— START —

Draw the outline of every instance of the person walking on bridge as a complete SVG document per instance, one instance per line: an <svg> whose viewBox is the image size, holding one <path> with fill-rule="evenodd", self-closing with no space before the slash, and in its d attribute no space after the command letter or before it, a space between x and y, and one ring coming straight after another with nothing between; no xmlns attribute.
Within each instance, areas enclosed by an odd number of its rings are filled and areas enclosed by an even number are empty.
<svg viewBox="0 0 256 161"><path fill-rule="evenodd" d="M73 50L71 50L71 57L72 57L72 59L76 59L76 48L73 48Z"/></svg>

— END —
— START —

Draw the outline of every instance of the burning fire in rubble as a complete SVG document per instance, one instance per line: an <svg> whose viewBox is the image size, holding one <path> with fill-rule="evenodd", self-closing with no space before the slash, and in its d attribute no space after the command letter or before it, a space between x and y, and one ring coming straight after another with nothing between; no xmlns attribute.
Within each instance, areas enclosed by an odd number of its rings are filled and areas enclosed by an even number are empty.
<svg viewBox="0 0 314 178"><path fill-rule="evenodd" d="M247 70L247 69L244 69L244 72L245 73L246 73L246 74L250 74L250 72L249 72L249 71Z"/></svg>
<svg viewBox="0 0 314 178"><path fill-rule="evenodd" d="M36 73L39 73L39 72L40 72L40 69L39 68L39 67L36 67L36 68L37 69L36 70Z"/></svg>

— END —

Substitute "debris" for "rubble" in everything from the line containing "Draw the outline of every instance of the burning" down to the line containing "73L39 73L39 72L40". Give back only those lines, with nothing else changed.

Final answer -
Draw the outline of every instance of the burning fire in debris as a complete SVG document per instance, one instance per line: an <svg> whose viewBox is the image size, holding one <path> with fill-rule="evenodd", self-closing with no space before the slash, and in its d attribute no space after the command letter or before it, a space between x and y, and one ring coming straight after another with nothing between; no xmlns attribute.
Within each instance, areas enclosed by an odd number of its rings are filled and areas enclosed by an even number are empty.
<svg viewBox="0 0 314 178"><path fill-rule="evenodd" d="M247 70L247 69L244 69L244 72L245 73L246 73L246 74L250 74L250 72L249 72L249 71Z"/></svg>
<svg viewBox="0 0 314 178"><path fill-rule="evenodd" d="M36 73L39 73L39 72L40 72L40 69L39 68L39 67L36 67L36 68L37 69L36 70Z"/></svg>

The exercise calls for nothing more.